>>>>>

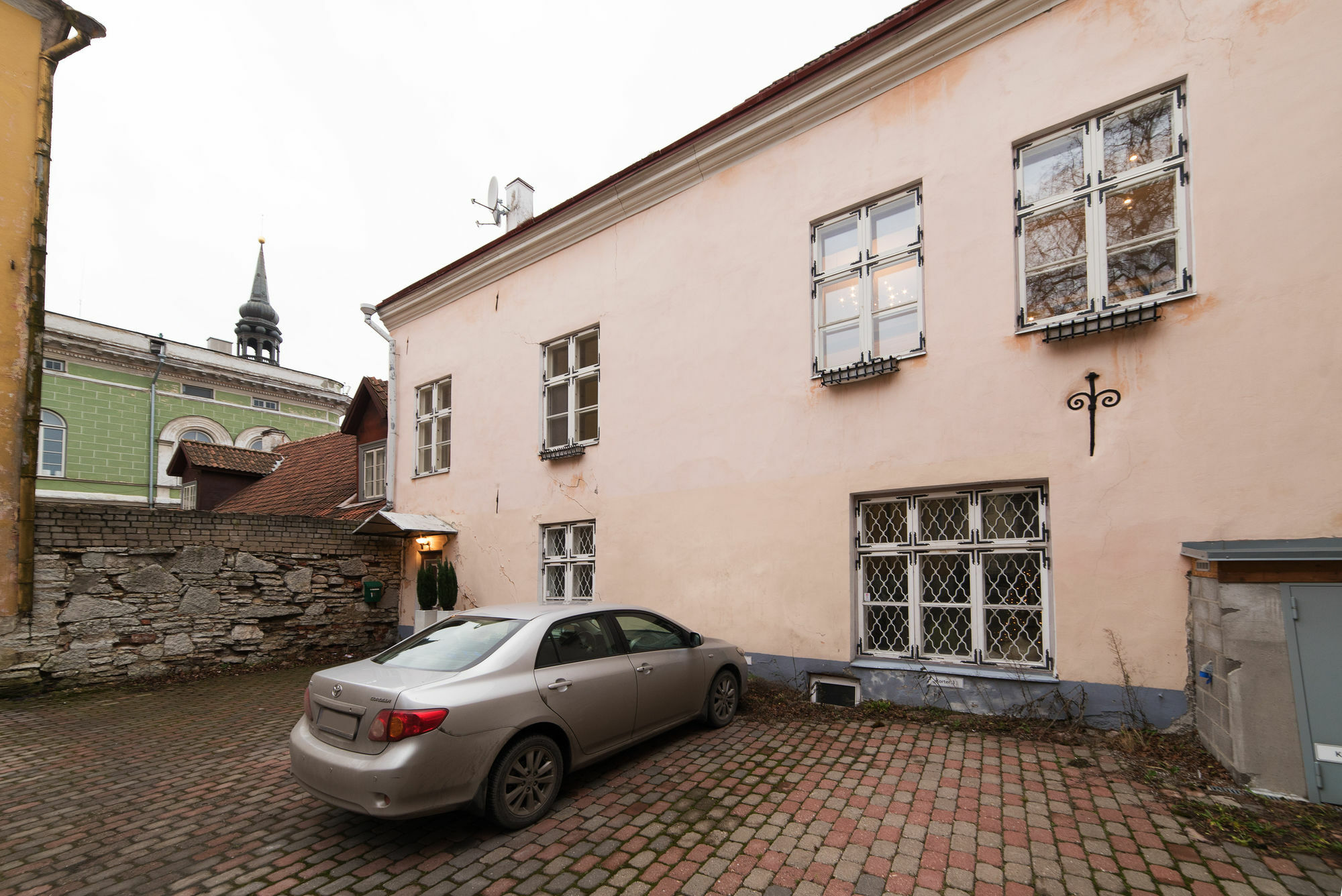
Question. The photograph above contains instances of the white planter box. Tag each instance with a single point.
(423, 619)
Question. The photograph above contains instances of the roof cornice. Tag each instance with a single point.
(933, 36)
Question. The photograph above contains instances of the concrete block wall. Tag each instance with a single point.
(127, 594)
(1246, 709)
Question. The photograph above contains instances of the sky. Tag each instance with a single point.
(354, 137)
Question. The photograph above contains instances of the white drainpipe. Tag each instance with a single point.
(391, 400)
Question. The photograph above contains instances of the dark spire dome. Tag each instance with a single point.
(258, 323)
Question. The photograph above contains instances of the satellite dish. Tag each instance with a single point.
(497, 209)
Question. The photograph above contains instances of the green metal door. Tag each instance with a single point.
(1314, 636)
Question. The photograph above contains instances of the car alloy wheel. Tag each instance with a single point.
(723, 699)
(525, 781)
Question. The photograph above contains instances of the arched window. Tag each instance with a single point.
(52, 439)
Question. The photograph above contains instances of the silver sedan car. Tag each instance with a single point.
(492, 708)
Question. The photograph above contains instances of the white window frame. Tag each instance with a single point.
(375, 454)
(1094, 192)
(567, 561)
(438, 463)
(865, 266)
(913, 551)
(570, 380)
(44, 429)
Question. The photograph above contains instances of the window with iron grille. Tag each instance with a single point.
(866, 284)
(434, 427)
(570, 392)
(956, 576)
(1102, 213)
(568, 563)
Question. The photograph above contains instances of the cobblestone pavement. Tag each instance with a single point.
(186, 791)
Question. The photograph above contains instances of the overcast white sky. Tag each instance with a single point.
(362, 131)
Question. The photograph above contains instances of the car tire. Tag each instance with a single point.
(525, 783)
(720, 708)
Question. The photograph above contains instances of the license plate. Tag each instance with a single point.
(339, 724)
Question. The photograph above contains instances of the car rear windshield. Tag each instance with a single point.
(452, 646)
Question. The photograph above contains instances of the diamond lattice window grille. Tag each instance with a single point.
(947, 594)
(886, 628)
(885, 522)
(584, 541)
(945, 579)
(1015, 635)
(568, 569)
(944, 520)
(947, 632)
(1013, 580)
(1011, 517)
(886, 579)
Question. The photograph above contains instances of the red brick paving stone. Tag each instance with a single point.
(1284, 867)
(144, 812)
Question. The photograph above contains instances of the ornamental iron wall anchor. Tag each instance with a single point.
(1090, 400)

<<<<<

Output the complete listing exactly. Pictures stay out.

TASK ANSWER:
Question. The photograph above contains instances of the white planter box. Tag each instance with a single point.
(423, 619)
Question. The photograph above contains instances of the roof cornice. Tag each instance with a single point.
(933, 36)
Question. The photograph above contains instances of the concrete block wall. Tag each instance with a single point.
(127, 594)
(1246, 709)
Question. The photograph above contains instances of the sky. Tag each instance with a single point.
(354, 137)
Question. The photograph above contains instances of the white drainpipe. Tag each instance with a single point.
(391, 400)
Question. The photograph above contains instances of the dark spire dome. Tag each instance with a single point.
(258, 323)
Question. The photograph above contains instances of the satellite dish. Tag each instance with a single point.
(497, 209)
Question. The photograph above contains instances of the green metal door. Tag each instance with a single point.
(1314, 636)
Question. The photograph above contains instances of the car alloy wheel. Tag each instance with a single point.
(723, 699)
(525, 781)
Question. The photograph above contains instances of the arched window. Tag each instance with a single point.
(52, 439)
Question. The photograph above contains instances of the silver sedan car. Tag each instance with a single point.
(492, 708)
Question. The photograph above contains instances of the white window frame. Tag each instance with a single point.
(375, 454)
(1094, 192)
(567, 561)
(438, 463)
(865, 266)
(913, 551)
(570, 380)
(44, 429)
Question. The photograph above contains instances of the window with iron grille. Tag each instance with a single point.
(866, 284)
(434, 427)
(570, 392)
(956, 576)
(1102, 213)
(568, 563)
Question. The photograph above contains instances of the cobblestone pavement. Tag each instance with a single point.
(186, 791)
Question. The photograph above contains instances of the overcast white sky. Tag each instance with a single point.
(362, 131)
Question. The photograph above contains instances of the car tire. Tag each instance with a single point.
(525, 783)
(720, 708)
Question. The photograph above contains instances of the license plate. Tag each instance with a single point.
(339, 724)
Question. The photograph above contains instances of the car rear windshield. Tag each instance with a single point.
(452, 646)
Question. The photograph above contains instances of the diamond lattice window grille. Tag each instance with a single point.
(947, 594)
(886, 628)
(885, 522)
(584, 541)
(945, 579)
(1015, 635)
(568, 569)
(944, 520)
(947, 632)
(1013, 580)
(1011, 517)
(886, 579)
Question. The photograph above contains instances of the red brick paving stone. Tag each instance with a single point.
(1284, 867)
(144, 812)
Question. The photograph above contains instances of the ornamental iron wall anchor. Tag each instance with a single point.
(1090, 400)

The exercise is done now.